Given a UIColor, I need to determine if it is "light" or "dark". If I could access the hex value of the color, I could just check if it was greater than or less than a certain threshold hex number, but there appears to be no way to do that. Is there? Or is there another way I could check the brightness value of a UIColor?
5 Answers
You could install this Category for extending UIColor
for knowing HSV/HSB and compare [aUIColor brightness]
Edit:
I found the same code in some github-hosted project, made a gist of it: https://gist.github.com/1252197
#import "UIColor-HSVAdditions.h"
@implementation UIColor (UIColor_HSVAdditions)

Given information:
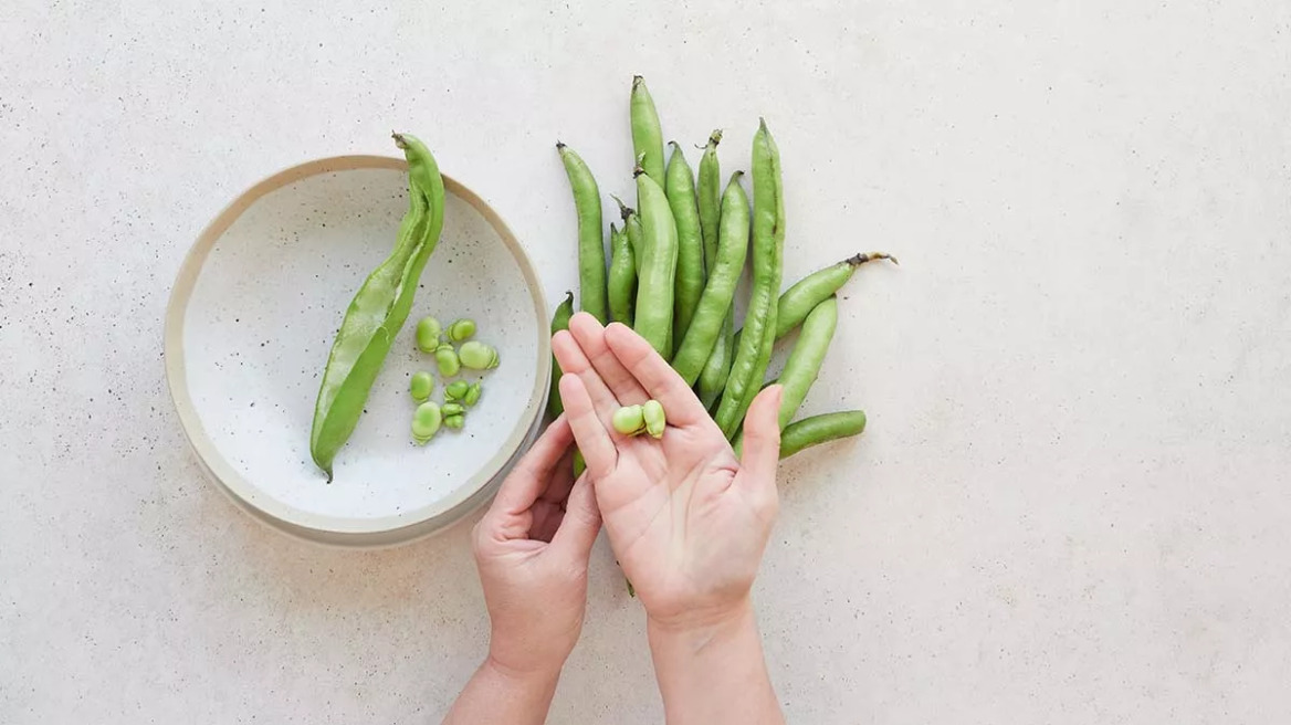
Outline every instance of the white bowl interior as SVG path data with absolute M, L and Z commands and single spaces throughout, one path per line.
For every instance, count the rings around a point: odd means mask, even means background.
M 201 263 L 183 316 L 187 392 L 201 433 L 235 472 L 222 482 L 274 517 L 380 531 L 442 515 L 489 482 L 538 414 L 546 330 L 534 292 L 498 230 L 449 192 L 412 315 L 337 455 L 334 481 L 314 464 L 314 402 L 336 329 L 394 246 L 407 206 L 407 174 L 396 168 L 306 175 L 254 199 Z M 501 365 L 483 375 L 465 430 L 418 446 L 411 375 L 434 372 L 443 400 L 432 356 L 413 344 L 423 315 L 445 325 L 474 319 L 476 339 L 497 347 Z

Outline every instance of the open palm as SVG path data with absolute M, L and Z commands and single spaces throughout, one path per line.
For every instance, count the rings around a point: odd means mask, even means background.
M 580 313 L 553 346 L 609 543 L 649 617 L 687 623 L 741 604 L 777 511 L 780 387 L 749 409 L 741 462 L 682 377 L 629 328 Z M 667 414 L 661 440 L 613 430 L 618 406 L 649 399 Z

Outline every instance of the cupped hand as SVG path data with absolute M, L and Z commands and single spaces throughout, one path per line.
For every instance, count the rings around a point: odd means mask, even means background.
M 578 313 L 553 347 L 609 543 L 647 615 L 688 627 L 741 611 L 778 508 L 780 386 L 750 406 L 740 461 L 680 375 L 629 328 Z M 615 431 L 618 406 L 649 399 L 667 414 L 661 440 Z
M 475 564 L 492 635 L 489 658 L 513 672 L 559 672 L 582 631 L 587 560 L 600 513 L 574 482 L 562 415 L 502 482 L 475 526 Z

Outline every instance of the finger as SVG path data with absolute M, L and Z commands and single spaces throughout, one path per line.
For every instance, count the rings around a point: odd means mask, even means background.
M 646 388 L 605 344 L 605 328 L 595 317 L 586 312 L 574 315 L 569 320 L 569 333 L 621 405 L 639 405 L 649 400 Z
M 551 537 L 551 548 L 573 561 L 587 564 L 599 531 L 600 510 L 596 508 L 596 494 L 591 490 L 591 480 L 582 476 L 569 492 L 564 520 Z
M 560 458 L 569 450 L 573 442 L 573 431 L 565 415 L 558 417 L 547 426 L 547 430 L 538 436 L 533 448 L 520 458 L 515 468 L 502 481 L 502 488 L 489 507 L 489 513 L 494 511 L 502 513 L 520 513 L 528 511 L 533 502 L 542 495 L 551 482 L 551 475 L 560 463 Z
M 780 463 L 780 400 L 784 387 L 758 393 L 744 418 L 744 458 L 740 485 L 754 498 L 776 501 L 776 466 Z
M 600 373 L 591 366 L 591 361 L 582 352 L 578 341 L 568 330 L 562 330 L 551 338 L 551 351 L 555 353 L 556 361 L 560 362 L 560 370 L 564 373 L 562 379 L 577 375 L 582 381 L 589 399 L 593 401 L 596 415 L 608 423 L 609 417 L 618 409 L 618 399 L 605 387 L 605 381 L 600 379 Z
M 639 334 L 615 323 L 605 328 L 605 343 L 646 392 L 664 404 L 670 424 L 693 426 L 701 421 L 711 421 L 691 386 Z
M 598 480 L 608 476 L 618 464 L 618 449 L 615 448 L 605 423 L 593 409 L 591 396 L 587 395 L 582 378 L 562 375 L 560 400 L 565 404 L 564 414 L 569 418 L 569 427 L 582 452 L 582 459 L 587 463 L 587 472 Z

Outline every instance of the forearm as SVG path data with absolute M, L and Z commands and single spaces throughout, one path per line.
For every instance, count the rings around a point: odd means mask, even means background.
M 541 725 L 559 679 L 559 667 L 518 672 L 489 657 L 457 695 L 444 725 Z
M 648 627 L 669 725 L 782 724 L 753 605 L 698 627 Z

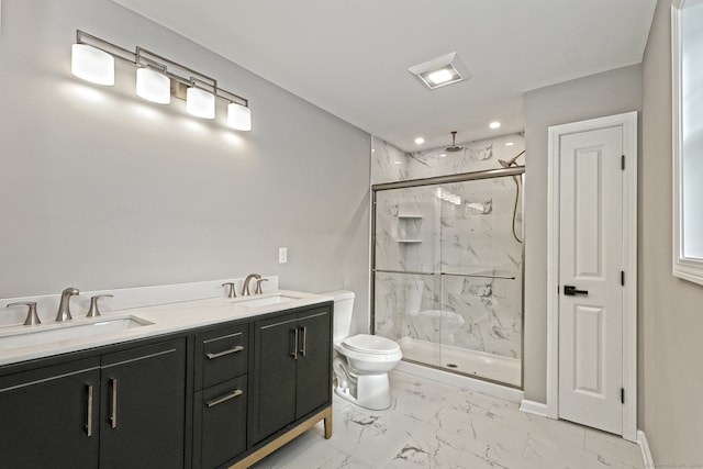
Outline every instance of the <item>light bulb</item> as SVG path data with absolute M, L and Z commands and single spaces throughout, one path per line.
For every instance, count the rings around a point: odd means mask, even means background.
M 136 94 L 147 101 L 168 104 L 171 102 L 171 80 L 153 68 L 137 68 Z
M 198 118 L 215 119 L 215 96 L 200 88 L 188 88 L 186 91 L 186 111 Z
M 88 44 L 74 44 L 70 72 L 93 83 L 114 85 L 114 57 Z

Task to carry out:
Retype everything in the UIColor brightness discussion from "Given a UIColor, I" down to "of a UIColor?".

Solution to this problem:
Given a UIColor, I need to determine if it is "light" or "dark". If I could access the hex value of the color, I could just check if it was greater than or less than a certain threshold hex number, but there appears to be no way to do that. Is there? Or is there another way I could check the brightness value of a UIColor?